== Exercise requirements ==
The copy you give must match the listing below exactly and contain no pictures.

== Input material ==

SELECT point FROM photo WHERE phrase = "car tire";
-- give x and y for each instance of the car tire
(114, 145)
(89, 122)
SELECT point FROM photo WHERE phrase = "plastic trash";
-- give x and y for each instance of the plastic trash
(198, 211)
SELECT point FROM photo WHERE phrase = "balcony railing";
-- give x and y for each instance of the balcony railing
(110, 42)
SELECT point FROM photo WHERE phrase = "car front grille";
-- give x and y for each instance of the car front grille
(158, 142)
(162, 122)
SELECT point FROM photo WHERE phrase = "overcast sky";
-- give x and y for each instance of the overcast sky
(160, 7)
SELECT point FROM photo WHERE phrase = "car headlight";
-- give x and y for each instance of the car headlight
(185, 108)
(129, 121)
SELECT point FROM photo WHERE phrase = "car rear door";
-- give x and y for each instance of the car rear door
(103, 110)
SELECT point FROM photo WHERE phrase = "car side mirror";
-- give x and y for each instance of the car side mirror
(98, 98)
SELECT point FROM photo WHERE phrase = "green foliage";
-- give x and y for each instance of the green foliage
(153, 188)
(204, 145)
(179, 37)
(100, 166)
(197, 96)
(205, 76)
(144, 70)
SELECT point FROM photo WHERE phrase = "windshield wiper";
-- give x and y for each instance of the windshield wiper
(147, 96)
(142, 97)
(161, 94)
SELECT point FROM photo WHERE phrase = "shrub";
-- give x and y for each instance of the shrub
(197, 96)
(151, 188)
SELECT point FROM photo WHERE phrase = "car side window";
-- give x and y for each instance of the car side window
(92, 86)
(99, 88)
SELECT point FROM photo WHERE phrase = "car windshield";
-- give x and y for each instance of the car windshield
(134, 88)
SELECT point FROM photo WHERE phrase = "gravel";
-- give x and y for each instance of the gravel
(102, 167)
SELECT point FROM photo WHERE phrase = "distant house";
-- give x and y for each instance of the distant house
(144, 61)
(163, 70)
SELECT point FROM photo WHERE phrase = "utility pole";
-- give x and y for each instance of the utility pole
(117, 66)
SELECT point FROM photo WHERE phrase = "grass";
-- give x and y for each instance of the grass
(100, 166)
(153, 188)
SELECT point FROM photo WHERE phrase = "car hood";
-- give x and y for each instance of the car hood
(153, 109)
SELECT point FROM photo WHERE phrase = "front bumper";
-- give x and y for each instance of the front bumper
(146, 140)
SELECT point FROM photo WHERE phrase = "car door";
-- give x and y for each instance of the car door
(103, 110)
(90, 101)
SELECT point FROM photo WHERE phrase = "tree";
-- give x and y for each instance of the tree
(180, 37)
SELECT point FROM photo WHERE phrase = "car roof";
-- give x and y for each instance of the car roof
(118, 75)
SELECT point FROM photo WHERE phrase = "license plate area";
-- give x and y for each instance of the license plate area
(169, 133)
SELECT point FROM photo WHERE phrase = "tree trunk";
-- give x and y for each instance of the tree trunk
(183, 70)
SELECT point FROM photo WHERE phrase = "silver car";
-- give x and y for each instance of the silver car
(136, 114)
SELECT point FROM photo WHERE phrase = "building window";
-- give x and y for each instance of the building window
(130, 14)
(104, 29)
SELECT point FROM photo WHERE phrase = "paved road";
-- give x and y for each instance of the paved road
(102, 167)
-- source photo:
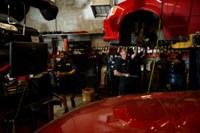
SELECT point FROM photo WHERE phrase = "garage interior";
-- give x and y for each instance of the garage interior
(75, 26)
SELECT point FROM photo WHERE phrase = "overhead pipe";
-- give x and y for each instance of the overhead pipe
(47, 8)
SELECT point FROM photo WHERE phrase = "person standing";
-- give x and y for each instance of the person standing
(65, 73)
(121, 70)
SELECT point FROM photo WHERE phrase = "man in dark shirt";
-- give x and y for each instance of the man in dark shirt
(65, 71)
(121, 69)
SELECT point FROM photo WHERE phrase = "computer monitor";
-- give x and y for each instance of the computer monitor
(27, 58)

== The completed task ==
SELECT point FROM photo WHERE phrase = "car tire";
-- give x and y for each instance of the car tire
(114, 145)
(89, 122)
SELECT point FROM photo WHERE phrase = "plastic trash";
-- give x and y for each instance of the plastic trash
(198, 211)
SELECT point FROM photo WHERE phrase = "balcony railing";
-- give x and y for each instance of the balcony railing
(110, 42)
SELECT point FROM photo WHERE phrase = "car front grille";
-- give x and y for each instance of the car front grille
(158, 142)
(162, 122)
SELECT point FROM photo WHERE phrase = "overcast sky";
-- give x and y for each instance of the overcast sky
(160, 7)
SELECT point FROM photo WHERE phrase = "car headlight";
-- give x and y for each instance of the car headlight
(185, 108)
(129, 121)
SELECT point FROM photo WHERE phrase = "car rear door";
-- give x and y for each instance of the car rear door
(103, 110)
SELECT point FROM photo WHERE phrase = "car side mirror";
-- give x and y for each instance of the car side mirror
(98, 98)
SELECT point FROM photo WHERE phrase = "green foliage";
-- give x and y for each instance of the green foliage
(153, 188)
(204, 145)
(179, 37)
(100, 166)
(197, 96)
(205, 76)
(144, 70)
SELECT point FROM photo WHERE phrase = "windshield wiper";
-- give x and y for each instance of the windshield wiper
(147, 96)
(142, 97)
(161, 94)
SELECT point FROM photo WHERE phrase = "shrub";
-- give x and y for each instance of the shrub
(197, 96)
(151, 188)
SELECT point FROM photo WHERE phrase = "car side window";
-- give x and y for each instance of the car side window
(92, 86)
(99, 88)
SELECT point FROM photo WHERE phrase = "car windshield";
-- give x and y for each instance of the car windshield
(134, 88)
SELECT point FROM photo WHERE phrase = "gravel";
-- give x and y for each instance of the gravel
(102, 167)
SELECT point FROM photo WHERE phrase = "distant house";
-- give x and y for each instance of the distant house
(144, 61)
(163, 70)
SELECT point FROM photo WHERE phrase = "utility pole";
-- give x and y for each instance of the utility pole
(117, 66)
SELECT point FROM photo WHERE phrase = "grass";
-- give x and y for each instance of the grass
(100, 166)
(153, 188)
SELECT point FROM photo WHERE phrase = "car hood";
-- give x and y for each instance of the car hood
(153, 109)
SELECT point FROM photo WHERE phrase = "front bumper";
-- give x and y for each instance of the front bumper
(146, 140)
SELECT point FROM photo WHERE phrase = "car door";
-- give x and y for each instance of the car door
(103, 110)
(90, 101)
SELECT point FROM photo WHERE phrase = "tree";
-- give x and y for each instance of the tree
(180, 37)
SELECT point FROM photo WHERE phrase = "car roof";
-- give x and y for each instance of the car roof
(118, 75)
SELECT point FROM photo WHERE phrase = "license plate area";
-- give x and y for each instance of the license plate area
(169, 133)
SELECT point FROM photo WHERE phrase = "tree trunk";
-- give x and y for each instance of the tree trunk
(183, 70)
SELECT point FROM photo WHERE phrase = "silver car";
-- give x and y for each instance of the silver car
(136, 114)
SELECT point FROM photo WHERE phrase = "building window";
-- give x and y for each instance of the building window
(130, 14)
(104, 29)
SELECT point FROM photo WHERE phrase = "paved road";
-- give x and y for each instance of the paved road
(102, 167)
-- source photo:
SELECT point FROM photo WHERE phrase = "garage interior";
-- give x and y for each instance of the garage interior
(75, 26)
SELECT point FROM photo WHERE phrase = "overhead pipe";
-- give x and y for each instance of the overhead pipe
(47, 8)
SELECT point FROM photo WHERE phrase = "person standing";
-- give x and y for each instance of the person standing
(65, 73)
(121, 70)
SELECT point FROM photo WHERE phrase = "man in dark shirt";
-- give x and y for each instance of the man in dark shirt
(65, 71)
(121, 69)
SELECT point FROM photo WHERE phrase = "computer monitor";
-- give x and y for each instance of the computer monitor
(27, 58)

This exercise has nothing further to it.